◆ Data listing ◆
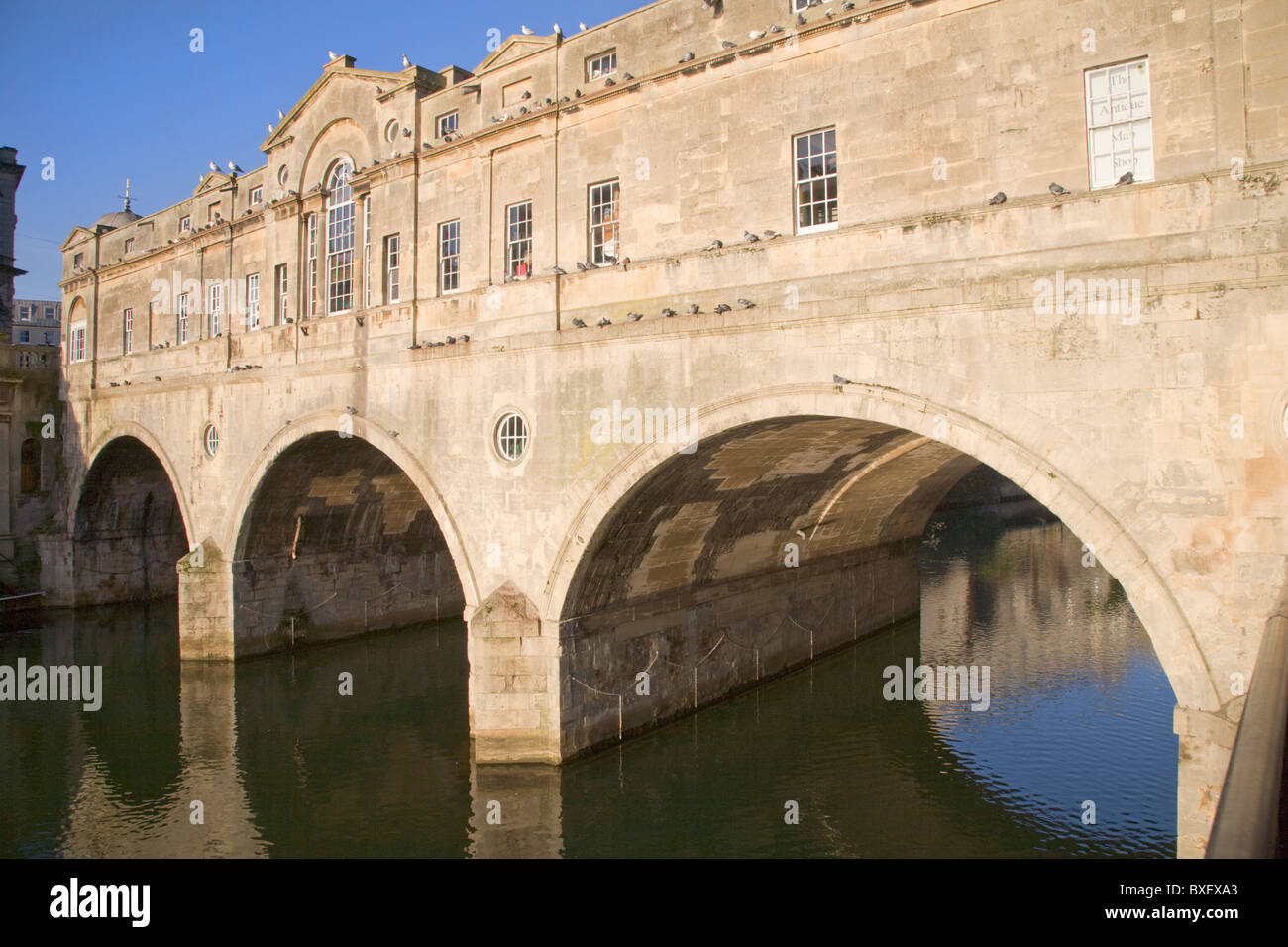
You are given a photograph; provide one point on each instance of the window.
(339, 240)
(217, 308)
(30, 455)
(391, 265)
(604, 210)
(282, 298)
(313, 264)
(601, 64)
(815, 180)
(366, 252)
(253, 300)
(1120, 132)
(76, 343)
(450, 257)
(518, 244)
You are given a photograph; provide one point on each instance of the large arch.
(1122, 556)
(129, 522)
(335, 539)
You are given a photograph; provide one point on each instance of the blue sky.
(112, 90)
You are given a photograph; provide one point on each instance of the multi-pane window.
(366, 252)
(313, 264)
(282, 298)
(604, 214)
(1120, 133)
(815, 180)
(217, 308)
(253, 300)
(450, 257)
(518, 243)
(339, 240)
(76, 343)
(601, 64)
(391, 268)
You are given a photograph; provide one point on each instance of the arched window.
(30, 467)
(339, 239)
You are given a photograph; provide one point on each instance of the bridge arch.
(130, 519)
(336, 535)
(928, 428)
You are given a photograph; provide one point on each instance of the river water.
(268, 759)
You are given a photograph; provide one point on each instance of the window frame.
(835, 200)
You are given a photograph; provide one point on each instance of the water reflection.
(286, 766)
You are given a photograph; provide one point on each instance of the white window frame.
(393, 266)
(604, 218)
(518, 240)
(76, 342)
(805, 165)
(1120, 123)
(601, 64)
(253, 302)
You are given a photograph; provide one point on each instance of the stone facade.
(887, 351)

◆ The task ◆
From the line containing "the arched window." through the closing line of the material above, return every line exactly and omit all others.

◆ Result ◆
You are given a photograph; provide one point on each instance of the arched window.
(30, 467)
(339, 239)
You are given a photograph; provide one point on each instance of the bridge arch.
(130, 519)
(336, 535)
(928, 428)
You are given a photograph; provide one point on each instance of the river water.
(268, 759)
You are given a photograph; provide one point on each instance of the window frame.
(835, 200)
You are given a photograph; provide one point on each instance of the water reflection.
(286, 766)
You are given a photograph; provide one point on each instance of the white window frame.
(393, 266)
(604, 218)
(518, 240)
(76, 342)
(805, 165)
(1120, 123)
(601, 64)
(253, 302)
You are given a photograph; provide one point on each instance of the stone facade.
(887, 351)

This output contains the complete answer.